Exercise 1: Format the entries from the line containing "the black hull" through the end of the entries, inclusive, as a JSON list of strings with one string per line and blank lines omitted.

Text extract:
▽

Controversy over the term
Historically, transracial has been used to describe parents who adopt a child of a different race.

The use of the term to describe changing racial identity has been criticized by members of the transracial adoption community. Kevin H. Vollmers, executive director of an adoption non-profit, said the term is being "appropriated and co-opted"  and that this is a "slap in the face" to transracial adoptees. In June 2015, about two dozen transracial adoptees, transracial parents and academics published an open letter in which they condemned the new usage as "erroneous, ahistorical, and dangerous."

In April 2017, the feminist philosophy journal Hypatia published an academic paper in support of recognizing transracialism and drawing parallels between transracial and transgender identity. Publication of this paper resulted in considerable controversy. The subject was also explored in Trans: Gender and Race in an Age of Unsettled Identities, a 2016 book by UCLA sociology professor Rogers Brubaker, who argues that the phenomenon, though offensive to many, is psychologically real to many people, and has many examples throughout history.

△

Data lines:
▽

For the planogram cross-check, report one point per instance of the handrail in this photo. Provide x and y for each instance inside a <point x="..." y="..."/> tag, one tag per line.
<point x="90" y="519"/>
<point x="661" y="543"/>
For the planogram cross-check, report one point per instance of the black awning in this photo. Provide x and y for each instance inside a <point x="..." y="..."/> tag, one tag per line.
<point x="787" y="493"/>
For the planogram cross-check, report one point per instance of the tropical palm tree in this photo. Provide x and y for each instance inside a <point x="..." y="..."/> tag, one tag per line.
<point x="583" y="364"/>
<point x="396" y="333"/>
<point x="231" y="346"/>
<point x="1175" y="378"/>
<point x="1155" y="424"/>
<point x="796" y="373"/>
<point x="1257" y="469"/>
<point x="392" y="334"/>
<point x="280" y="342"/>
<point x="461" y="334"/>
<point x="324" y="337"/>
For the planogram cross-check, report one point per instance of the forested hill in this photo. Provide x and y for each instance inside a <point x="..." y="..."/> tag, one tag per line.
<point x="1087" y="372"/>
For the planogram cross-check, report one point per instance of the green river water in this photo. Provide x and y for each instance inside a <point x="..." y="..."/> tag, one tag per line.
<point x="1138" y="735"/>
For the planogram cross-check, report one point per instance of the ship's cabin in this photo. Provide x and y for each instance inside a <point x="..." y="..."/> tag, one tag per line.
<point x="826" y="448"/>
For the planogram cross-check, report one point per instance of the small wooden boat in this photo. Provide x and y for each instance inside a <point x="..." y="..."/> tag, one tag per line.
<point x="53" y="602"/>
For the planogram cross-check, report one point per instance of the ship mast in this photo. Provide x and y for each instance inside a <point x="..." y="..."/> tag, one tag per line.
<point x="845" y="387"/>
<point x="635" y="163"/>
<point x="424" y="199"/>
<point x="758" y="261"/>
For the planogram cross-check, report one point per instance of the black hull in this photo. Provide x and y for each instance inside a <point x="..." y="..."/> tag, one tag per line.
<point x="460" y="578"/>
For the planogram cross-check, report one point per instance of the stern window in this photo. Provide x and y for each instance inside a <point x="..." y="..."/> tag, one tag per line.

△

Exercise 2: Write out the entire text on the controversy over the term "transracial" word for word.

Reply 1:
[
  "For the planogram cross-check, report one point per instance of the black hull in this photo. Provide x and y for each instance inside a <point x=\"...\" y=\"...\"/> tag, one tag per line.",
  "<point x=\"460\" y=\"578\"/>",
  "For the planogram cross-check, report one point per instance of the stern window in this photo. Provide x and y for each instance inside a <point x=\"...\" y=\"...\"/> tag, one tag per line."
]

Reply 2:
Controversy over the term
Historically, transracial has been used to describe parents who adopt a child of a different race.

The use of the term to describe changing racial identity has been criticized by members of the transracial adoption community. Kevin H. Vollmers, executive director of an adoption non-profit, said the term is being "appropriated and co-opted"  and that this is a "slap in the face" to transracial adoptees. In June 2015, about two dozen transracial adoptees, transracial parents and academics published an open letter in which they condemned the new usage as "erroneous, ahistorical, and dangerous."

In April 2017, the feminist philosophy journal Hypatia published an academic paper in support of recognizing transracialism and drawing parallels between transracial and transgender identity. Publication of this paper resulted in considerable controversy. The subject was also explored in Trans: Gender and Race in an Age of Unsettled Identities, a 2016 book by UCLA sociology professor Rogers Brubaker, who argues that the phenomenon, though offensive to many, is psychologically real to many people, and has many examples throughout history.